### Tasks and exercises:
(1) From the advice thread, return the passage from "A woman scorned" up to and including "you well ...".
(2) In the advice thread, why does one answer say the father should not assume his daughter is too young to remember their time together? Reply in one to three sentences.
(3) Answer these questions from the advice thread:
(a) How many answers does the thread list?
(b) At what date and time was answer #1 posted?
(c) In answer #2, whom does the writer tell the father to forget?

### Text excerpt:
****************

2006-09-07 11:32:53 · 17 answers · asked by Anonymous in Family & Relationships Other - Family & Relationships

17 answers

you don't. This is just a situation you have to learn to live with...I presume you had a daughter when you separated... You must have known this could happen...Hang in there and as your daughter gets older she will make her own decisions...Good luck, but my sympathies are with your daughter...she lost her family...So sorry, but just being honest...

2006-09-07 13:01:12 · answer #1 · answered by Jackie 4 · 1 0

A woman scorned will always remain so and you are alas still a victim here. But your wife is hurting too, remember that ... no one is perfect and every breakdown is six of one and half a dozen of the other. You can heal the hurt by true acceptance of the situation ...... remain strong and a good man in your daughter's eyes and her love will remain and even grow ... you will always be her dad. Make the most of what time you can get with her now ..... she will not be a child for long. I look back at pics of my kids when they were that age and it is almost a forgotten memory ... so make the most of what you can get. And forget the neighbours ..... create a new life elsewhere ... you can do it ... just make sure that your little girl fits in to that new life as much as possible. I wish you well ...

2006-09-07 11:42:45 · answer #2 · answered by Anonymous · 0 0

You can't dismiss the hurt, but know that your daughter realizes that you wanted to be there with her. You may think she is too young to know or remember, but my granddaughters have surprised me with the things they recall that we did when they were only 2 or 3. They are 13 and 18 now.

Spend the time you can with her and make it special. Whether it is just a walk in a park enjoying the beauty around you, having an ice cream cone together or if she gets to spend vacations or weekends, make it about something you both enjoy.

****************

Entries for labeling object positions

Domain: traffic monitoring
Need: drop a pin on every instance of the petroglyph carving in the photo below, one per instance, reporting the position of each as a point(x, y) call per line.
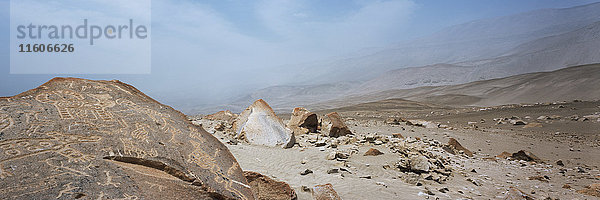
point(61, 129)
point(129, 148)
point(67, 190)
point(109, 180)
point(5, 122)
point(155, 186)
point(141, 132)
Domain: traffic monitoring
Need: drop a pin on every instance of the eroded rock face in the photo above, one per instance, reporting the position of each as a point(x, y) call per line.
point(259, 125)
point(336, 126)
point(325, 192)
point(265, 188)
point(75, 138)
point(303, 121)
point(454, 147)
point(516, 194)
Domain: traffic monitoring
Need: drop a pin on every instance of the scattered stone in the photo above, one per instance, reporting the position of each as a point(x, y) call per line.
point(516, 194)
point(504, 155)
point(392, 121)
point(474, 181)
point(325, 192)
point(517, 122)
point(539, 178)
point(259, 125)
point(306, 172)
point(422, 123)
point(526, 156)
point(533, 125)
point(305, 188)
point(560, 163)
point(225, 115)
point(543, 117)
point(303, 121)
point(444, 190)
point(337, 127)
point(265, 188)
point(373, 152)
point(332, 171)
point(454, 147)
point(591, 190)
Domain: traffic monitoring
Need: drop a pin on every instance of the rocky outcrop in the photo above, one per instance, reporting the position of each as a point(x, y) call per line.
point(373, 152)
point(335, 126)
point(265, 188)
point(303, 121)
point(75, 138)
point(454, 147)
point(259, 125)
point(592, 190)
point(325, 192)
point(422, 123)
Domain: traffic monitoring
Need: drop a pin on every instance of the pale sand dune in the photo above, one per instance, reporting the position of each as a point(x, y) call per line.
point(285, 165)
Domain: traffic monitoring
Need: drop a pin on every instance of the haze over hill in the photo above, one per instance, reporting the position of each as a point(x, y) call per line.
point(542, 40)
point(580, 82)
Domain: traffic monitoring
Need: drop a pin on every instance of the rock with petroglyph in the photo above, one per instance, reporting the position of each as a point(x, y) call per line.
point(75, 138)
point(259, 125)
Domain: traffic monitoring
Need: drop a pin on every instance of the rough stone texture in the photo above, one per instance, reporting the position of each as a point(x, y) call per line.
point(225, 115)
point(516, 194)
point(303, 121)
point(259, 125)
point(75, 138)
point(422, 123)
point(526, 156)
point(592, 190)
point(265, 188)
point(454, 147)
point(325, 192)
point(337, 127)
point(373, 152)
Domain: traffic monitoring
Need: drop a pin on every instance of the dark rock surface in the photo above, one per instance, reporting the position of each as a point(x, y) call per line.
point(74, 138)
point(266, 188)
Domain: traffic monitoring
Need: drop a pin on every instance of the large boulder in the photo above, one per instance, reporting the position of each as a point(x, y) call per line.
point(336, 126)
point(265, 188)
point(454, 147)
point(74, 138)
point(259, 125)
point(303, 121)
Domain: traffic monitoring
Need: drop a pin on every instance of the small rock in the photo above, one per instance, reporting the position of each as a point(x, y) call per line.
point(332, 171)
point(325, 192)
point(373, 152)
point(305, 172)
point(592, 190)
point(560, 163)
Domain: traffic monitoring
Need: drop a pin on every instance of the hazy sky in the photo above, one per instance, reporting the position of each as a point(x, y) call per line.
point(204, 51)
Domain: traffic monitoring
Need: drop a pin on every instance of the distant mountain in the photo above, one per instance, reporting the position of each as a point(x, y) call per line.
point(580, 82)
point(535, 41)
point(476, 40)
point(574, 48)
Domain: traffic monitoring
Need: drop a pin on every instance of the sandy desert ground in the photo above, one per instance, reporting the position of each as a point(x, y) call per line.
point(563, 136)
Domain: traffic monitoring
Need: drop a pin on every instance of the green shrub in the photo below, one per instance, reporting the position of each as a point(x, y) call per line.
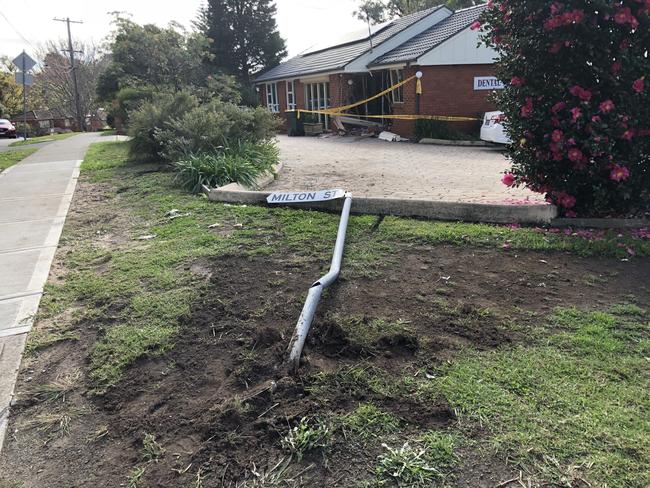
point(206, 128)
point(242, 163)
point(435, 129)
point(151, 118)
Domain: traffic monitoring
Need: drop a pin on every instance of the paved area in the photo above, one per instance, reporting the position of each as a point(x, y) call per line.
point(35, 196)
point(374, 168)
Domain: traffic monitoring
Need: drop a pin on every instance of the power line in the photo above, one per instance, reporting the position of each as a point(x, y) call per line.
point(17, 31)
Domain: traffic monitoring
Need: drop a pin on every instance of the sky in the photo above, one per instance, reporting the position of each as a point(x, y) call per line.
point(26, 24)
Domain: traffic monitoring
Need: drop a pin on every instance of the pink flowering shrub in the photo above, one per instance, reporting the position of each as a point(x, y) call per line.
point(577, 100)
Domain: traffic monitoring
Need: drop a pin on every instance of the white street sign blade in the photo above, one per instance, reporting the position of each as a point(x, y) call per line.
point(25, 58)
point(29, 79)
point(305, 196)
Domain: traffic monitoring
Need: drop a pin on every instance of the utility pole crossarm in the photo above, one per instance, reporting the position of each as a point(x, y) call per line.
point(73, 68)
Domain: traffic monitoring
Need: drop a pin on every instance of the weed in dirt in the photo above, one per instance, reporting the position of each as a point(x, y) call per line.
point(629, 309)
point(367, 422)
point(11, 157)
point(484, 235)
point(135, 475)
point(307, 436)
point(121, 346)
point(151, 449)
point(369, 333)
point(55, 423)
point(570, 407)
point(406, 466)
point(59, 388)
point(41, 338)
point(354, 381)
point(440, 449)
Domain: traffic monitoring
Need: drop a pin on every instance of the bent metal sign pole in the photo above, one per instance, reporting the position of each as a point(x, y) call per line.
point(316, 290)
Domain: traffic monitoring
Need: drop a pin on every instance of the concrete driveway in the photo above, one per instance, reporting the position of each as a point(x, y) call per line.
point(374, 168)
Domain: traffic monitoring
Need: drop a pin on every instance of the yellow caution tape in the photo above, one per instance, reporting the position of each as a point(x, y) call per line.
point(444, 118)
point(339, 111)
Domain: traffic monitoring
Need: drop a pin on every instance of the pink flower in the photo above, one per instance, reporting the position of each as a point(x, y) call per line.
point(628, 135)
point(517, 81)
point(527, 109)
point(565, 200)
point(607, 106)
point(508, 179)
point(576, 113)
point(578, 91)
point(558, 106)
point(638, 85)
point(622, 15)
point(619, 173)
point(575, 154)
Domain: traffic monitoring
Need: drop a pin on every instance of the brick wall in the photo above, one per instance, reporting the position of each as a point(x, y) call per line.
point(446, 90)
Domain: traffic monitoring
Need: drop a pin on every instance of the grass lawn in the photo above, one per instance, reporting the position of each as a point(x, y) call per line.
point(48, 138)
point(446, 355)
point(9, 158)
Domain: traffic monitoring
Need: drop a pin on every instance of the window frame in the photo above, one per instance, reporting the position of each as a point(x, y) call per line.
point(272, 97)
point(397, 76)
point(291, 95)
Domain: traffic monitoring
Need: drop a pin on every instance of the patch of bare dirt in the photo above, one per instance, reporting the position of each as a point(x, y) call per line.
point(221, 400)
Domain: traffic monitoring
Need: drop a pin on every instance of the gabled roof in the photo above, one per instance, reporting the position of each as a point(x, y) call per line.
point(337, 57)
point(432, 37)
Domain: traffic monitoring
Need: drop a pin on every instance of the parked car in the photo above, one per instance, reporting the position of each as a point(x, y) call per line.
point(7, 129)
point(492, 129)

****************

### Results:
(1)
A woman scorned will always remain so and you are alas still a victim here. But your wife is hurting too, remember that ... no one is perfect and every breakdown is six of one and half a dozen of the other. You can heal the hurt by true acceptance of the situation ...... remain strong and a good man in your daughter's eyes and her love will remain and even grow ... you will always be her dad. Make the most of what time you can get with her now ..... she will not be a child for long. I look back at pics of my kids when they were that age and it is almost a forgotten memory ... so make the most of what you can get. And forget the neighbours ..... create a new life elsewhere ... you can do it ... just make sure that your little girl fits in to that new life as much as possible. I wish you well ...

(2) The writer's granddaughters have surprised them by recalling things they did together when the girls were only 2 or 3. The granddaughters are now 13 and 18.

(3)
(a) 17
(b) 2006-09-07 13:01:12
(c) The neighbours